To be done:
Gather every line in the material below that contains the string "spoon", treating uppercase and lowercase letters as different.

Items from a data source:
--------

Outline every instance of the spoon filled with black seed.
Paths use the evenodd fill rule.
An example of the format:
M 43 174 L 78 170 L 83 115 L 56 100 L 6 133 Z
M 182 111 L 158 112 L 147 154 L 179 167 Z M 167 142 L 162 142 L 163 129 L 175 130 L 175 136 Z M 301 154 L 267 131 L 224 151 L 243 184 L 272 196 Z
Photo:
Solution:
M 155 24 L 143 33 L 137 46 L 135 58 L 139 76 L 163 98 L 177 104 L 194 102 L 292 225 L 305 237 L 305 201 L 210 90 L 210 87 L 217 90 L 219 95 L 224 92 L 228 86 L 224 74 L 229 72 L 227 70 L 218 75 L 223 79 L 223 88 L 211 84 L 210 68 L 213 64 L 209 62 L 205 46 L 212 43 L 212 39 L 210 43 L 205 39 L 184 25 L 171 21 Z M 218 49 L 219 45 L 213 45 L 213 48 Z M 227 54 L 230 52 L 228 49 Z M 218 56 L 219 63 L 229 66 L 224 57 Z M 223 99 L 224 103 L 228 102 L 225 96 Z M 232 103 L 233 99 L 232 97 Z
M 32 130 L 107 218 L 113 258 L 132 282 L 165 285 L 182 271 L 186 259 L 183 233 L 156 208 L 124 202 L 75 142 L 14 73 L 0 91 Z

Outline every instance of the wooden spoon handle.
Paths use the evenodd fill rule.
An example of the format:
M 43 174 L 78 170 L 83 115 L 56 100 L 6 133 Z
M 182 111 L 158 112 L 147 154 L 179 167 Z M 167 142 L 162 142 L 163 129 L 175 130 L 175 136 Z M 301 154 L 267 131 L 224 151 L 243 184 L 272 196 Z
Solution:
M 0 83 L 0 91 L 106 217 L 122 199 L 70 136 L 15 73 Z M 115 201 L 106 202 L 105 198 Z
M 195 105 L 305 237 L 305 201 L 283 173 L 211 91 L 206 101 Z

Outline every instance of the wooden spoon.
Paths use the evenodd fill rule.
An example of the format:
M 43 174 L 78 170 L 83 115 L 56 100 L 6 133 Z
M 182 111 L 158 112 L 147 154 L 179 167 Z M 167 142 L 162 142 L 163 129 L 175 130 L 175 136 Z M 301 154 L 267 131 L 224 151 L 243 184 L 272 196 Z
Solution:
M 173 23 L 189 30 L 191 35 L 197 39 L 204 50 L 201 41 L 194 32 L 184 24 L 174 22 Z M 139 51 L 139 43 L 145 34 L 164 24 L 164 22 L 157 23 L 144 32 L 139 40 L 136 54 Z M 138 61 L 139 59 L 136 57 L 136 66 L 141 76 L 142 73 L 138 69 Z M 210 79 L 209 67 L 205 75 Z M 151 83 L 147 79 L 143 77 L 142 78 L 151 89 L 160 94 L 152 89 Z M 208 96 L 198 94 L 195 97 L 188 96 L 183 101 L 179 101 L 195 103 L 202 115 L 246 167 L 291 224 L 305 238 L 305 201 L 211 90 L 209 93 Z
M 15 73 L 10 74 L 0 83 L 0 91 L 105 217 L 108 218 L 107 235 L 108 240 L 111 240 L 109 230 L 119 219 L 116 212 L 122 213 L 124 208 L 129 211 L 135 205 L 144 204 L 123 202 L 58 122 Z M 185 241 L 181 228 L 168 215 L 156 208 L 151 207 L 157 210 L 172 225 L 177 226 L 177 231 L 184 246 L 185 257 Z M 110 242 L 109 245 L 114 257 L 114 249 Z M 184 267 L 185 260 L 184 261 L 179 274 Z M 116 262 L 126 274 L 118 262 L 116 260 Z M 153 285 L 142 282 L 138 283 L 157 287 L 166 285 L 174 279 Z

--------

The answer:
Outline every instance of the spoon filled with black seed.
Outline every instance of the wooden spoon handle.
Outline every instance of the wooden spoon.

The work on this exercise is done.